Yazılı Görev
Araştırma görevlisi atamalarına ilişkin hukuki değerlendirmeyi, metnin son cümlesinden sonrasını yazarak sürdürün.

Verilen Metin
+++

HUKUKİ DEĞERLENDİRME:
2547 sayılı Kanun’un 33. maddesi uyarınca, araştırma görevlileri, lisansüstü öğretim yapmak amacıyla değil, araştırma, inceleme ve deneylerde yardımcı olmak üzere öğretim yardımcısı olarak atanabilirler. Öğretim yardımcısı olarak nitelendirilen araştırma görevlileri anılan kadrolara belirli bir süre ile atanırlar ve öngörülen sürenin sonunda görev süreleri kendiliğinden sona erer. 50/d maddesine göre ise, Tıpta Uzmanlık Sınavını kazanan öğrencilerle, yüksek lisans, sanatta yeterilik ve doktora öğrencileri, bu öğrenim süreleri ile sınırlı olmak üzere atanırlar. Her iki maddede, araştırma görevliliğine yapılan atamaların amaç ve süreleri birbirinden farklı düzenlenmiştir. Bir başka ifade ile 33. maddeye göre yapılan atamalar hizmetin yürütülmesi amacını taşıdığı halde, 50/d maddesine göre yapılan atamalar ile burs verilmeyen lisansüstü öğrencilerin mali yönden desteklenmesi amaçlanmıştır.
Öte yandan, Öğretim Üyesi Dışında Öğretim Elemanı Kadrolarına Naklen veya Açıktan Yapılacak Atamalarda Uygulanacak Merkezi Sınav ile Giriş Sınavlarına İlişkin Usul ve Esaslar Hakkında Yönetmeliğin kapsam başlıklı 4. maddesine göre, 2547 sayılı Kanun’un 33. maddesinde öngörülen kadrolara açıktan veya öğretim elemanı dışındaki kadrolardan naklen atama yapılabilmesi hukuken olanaklıdır. Ancak, 2547 sayılı Kanun’un 50. maddesine göre istihdam edilenlerin aynı Kanun’un 33. maddesinde öngörülen kadrolara naklen atanabilmesi mümkün değildir. 2547 sayılı Kanun’nun 50. maddesine göre istihdam, Yönetmelikte sayılan istihdam biçimlerinin dışında olup, lisansüstü öğrenim gören öğrencilerin öğretim yardımcılığı kadrolarından birine atanmalarını içermektedir.

+++

Toplanan veri girdileri:
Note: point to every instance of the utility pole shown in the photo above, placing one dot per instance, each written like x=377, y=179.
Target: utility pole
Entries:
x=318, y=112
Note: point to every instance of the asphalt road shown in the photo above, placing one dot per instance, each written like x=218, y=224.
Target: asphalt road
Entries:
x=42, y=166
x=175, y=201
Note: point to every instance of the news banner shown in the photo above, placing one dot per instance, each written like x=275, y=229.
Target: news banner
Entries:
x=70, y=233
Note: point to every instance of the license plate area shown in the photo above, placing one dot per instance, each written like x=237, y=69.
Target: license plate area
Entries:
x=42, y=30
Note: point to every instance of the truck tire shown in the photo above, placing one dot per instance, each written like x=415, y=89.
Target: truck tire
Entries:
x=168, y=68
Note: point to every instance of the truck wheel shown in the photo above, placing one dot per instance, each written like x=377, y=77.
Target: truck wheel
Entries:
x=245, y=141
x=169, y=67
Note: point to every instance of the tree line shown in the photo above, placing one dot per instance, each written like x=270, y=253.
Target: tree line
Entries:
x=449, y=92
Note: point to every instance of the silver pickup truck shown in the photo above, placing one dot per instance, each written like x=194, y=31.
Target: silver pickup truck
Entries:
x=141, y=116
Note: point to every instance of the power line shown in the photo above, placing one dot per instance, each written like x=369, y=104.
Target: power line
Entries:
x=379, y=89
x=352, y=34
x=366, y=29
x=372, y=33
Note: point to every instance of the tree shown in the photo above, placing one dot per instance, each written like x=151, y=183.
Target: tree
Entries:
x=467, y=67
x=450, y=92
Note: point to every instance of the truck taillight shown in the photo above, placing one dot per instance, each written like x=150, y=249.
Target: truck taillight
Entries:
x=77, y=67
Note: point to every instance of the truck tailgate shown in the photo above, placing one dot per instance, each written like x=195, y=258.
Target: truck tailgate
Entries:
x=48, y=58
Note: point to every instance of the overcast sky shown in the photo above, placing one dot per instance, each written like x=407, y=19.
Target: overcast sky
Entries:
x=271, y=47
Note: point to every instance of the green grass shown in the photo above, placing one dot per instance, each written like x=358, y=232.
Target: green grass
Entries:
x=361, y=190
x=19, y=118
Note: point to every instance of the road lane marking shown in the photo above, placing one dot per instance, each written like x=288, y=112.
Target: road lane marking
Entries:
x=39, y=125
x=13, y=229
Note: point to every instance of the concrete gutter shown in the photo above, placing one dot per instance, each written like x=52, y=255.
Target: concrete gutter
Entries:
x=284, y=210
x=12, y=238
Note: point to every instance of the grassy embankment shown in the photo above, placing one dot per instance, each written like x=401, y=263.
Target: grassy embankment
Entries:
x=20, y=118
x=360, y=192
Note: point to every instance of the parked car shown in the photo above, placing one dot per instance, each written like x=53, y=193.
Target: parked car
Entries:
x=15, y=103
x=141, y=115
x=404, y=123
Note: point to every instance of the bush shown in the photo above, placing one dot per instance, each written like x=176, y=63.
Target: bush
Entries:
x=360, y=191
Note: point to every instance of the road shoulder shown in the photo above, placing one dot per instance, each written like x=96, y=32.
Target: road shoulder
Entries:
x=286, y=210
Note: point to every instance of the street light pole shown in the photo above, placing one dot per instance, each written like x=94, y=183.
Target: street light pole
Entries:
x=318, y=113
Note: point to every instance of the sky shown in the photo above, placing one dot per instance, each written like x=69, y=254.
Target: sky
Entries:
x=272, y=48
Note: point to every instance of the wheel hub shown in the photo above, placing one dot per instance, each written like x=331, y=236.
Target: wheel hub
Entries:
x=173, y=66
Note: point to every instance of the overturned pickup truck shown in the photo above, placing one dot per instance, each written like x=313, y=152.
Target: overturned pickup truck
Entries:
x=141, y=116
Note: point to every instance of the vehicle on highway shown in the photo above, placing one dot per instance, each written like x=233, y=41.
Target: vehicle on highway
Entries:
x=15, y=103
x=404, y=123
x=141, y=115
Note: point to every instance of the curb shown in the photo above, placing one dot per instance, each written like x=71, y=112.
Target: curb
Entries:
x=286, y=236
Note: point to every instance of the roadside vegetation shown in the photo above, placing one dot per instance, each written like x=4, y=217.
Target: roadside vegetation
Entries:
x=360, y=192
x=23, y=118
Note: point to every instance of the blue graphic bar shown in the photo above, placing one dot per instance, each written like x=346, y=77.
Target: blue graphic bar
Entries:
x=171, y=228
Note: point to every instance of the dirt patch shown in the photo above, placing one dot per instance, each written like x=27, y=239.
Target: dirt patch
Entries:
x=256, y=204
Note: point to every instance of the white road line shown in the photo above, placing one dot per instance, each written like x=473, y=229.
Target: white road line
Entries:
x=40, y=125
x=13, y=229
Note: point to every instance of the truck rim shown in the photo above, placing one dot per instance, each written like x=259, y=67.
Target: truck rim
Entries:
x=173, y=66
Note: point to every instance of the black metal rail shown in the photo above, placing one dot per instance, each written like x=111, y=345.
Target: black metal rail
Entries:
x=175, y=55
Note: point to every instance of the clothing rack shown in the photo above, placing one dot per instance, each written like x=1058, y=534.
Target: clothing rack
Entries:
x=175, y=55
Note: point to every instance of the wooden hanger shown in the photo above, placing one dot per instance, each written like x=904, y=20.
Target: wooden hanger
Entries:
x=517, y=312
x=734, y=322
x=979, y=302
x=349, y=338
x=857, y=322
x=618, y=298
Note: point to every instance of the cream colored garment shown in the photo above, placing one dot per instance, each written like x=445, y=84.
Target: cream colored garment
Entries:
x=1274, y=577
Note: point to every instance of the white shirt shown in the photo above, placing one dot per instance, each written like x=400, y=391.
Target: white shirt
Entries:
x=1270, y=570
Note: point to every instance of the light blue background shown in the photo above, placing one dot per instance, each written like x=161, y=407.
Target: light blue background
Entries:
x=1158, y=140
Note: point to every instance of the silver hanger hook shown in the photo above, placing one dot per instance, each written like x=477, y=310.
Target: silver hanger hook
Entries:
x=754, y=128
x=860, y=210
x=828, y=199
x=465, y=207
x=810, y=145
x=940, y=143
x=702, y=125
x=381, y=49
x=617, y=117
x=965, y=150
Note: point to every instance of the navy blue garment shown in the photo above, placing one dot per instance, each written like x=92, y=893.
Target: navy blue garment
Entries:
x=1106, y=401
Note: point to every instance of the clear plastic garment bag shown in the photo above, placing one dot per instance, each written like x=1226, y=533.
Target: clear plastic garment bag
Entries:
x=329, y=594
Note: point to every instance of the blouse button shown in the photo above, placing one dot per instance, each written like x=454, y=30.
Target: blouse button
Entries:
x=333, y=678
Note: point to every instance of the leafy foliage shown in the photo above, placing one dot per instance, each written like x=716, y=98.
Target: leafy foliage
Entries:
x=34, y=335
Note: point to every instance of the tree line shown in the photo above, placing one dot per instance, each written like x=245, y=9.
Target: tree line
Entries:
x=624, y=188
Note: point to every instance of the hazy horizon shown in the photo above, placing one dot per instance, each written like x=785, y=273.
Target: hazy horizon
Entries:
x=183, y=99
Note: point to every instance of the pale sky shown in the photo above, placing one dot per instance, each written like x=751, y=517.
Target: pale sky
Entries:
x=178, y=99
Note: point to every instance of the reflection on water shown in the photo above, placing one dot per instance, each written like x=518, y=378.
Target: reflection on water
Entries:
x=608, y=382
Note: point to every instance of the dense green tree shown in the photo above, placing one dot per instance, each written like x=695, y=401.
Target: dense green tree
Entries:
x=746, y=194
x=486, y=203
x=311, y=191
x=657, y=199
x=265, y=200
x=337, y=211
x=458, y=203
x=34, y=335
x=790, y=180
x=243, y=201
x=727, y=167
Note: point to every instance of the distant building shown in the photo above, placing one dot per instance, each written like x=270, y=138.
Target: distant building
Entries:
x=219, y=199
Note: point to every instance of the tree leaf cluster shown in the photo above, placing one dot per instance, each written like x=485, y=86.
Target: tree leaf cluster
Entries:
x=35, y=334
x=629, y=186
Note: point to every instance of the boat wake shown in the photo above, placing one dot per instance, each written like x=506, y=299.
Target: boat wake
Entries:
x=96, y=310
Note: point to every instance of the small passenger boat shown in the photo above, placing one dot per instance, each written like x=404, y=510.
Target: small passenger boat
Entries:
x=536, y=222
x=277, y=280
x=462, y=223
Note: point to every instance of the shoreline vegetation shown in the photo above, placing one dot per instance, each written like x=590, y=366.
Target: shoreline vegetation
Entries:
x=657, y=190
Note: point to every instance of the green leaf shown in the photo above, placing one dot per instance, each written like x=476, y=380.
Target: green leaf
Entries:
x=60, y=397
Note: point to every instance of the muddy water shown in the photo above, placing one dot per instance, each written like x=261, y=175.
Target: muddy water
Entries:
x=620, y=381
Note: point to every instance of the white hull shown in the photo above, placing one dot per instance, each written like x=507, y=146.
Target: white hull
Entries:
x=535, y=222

+++

Görevin Yanıtı
2547 sayılı Kanun’un 50/d maddesi uyarınca araştırma görevlisi olarak görev yapan ilgililerin aynı Kanun’un 33/a maddesi uyarınca naklen atanma istemiyle yaptıkları başvuruların reddine ilişkin işlemlerin iptali istemiyle açılan davalar çerçevesinde Danıştay İdari Dava Daireleri Kurulu (İDDK 15.10.2015 tarih ve E:2013/4353, K:2015/3525); 2547 sayılı Kanun’un 33. maddesinde öngörülen kadrolara naklen atanma olanağı bulunmayan 2547 sayılı Kanun’un 50/d maddesi

kapsamında görev yapan ilgililerin atanma isteminin açıktan atama niteliğinde olduğu ve atanma talebini içeren başvurularının reddine ilişkin işlemlerde hukuka aykırılık bulunmadığına karar vermiştir.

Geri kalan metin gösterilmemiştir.